The task
Word for word, retype the tail of the data below, starting with the line that has "Target: recessed ceiling light" and including the last line.

Point localization data

=-=-=

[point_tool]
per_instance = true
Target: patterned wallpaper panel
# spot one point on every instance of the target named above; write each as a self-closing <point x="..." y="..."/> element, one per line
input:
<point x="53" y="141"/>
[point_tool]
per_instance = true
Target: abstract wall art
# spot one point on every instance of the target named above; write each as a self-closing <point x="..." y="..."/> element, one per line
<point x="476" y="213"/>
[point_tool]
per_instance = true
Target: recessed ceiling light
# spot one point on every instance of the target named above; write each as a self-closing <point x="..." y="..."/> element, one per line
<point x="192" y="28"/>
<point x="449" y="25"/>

=-=-=

Answer below
Target: recessed ceiling light
# spot one point on every instance of the target named above; write each as a self-closing <point x="..." y="..."/> element, one per line
<point x="192" y="28"/>
<point x="449" y="25"/>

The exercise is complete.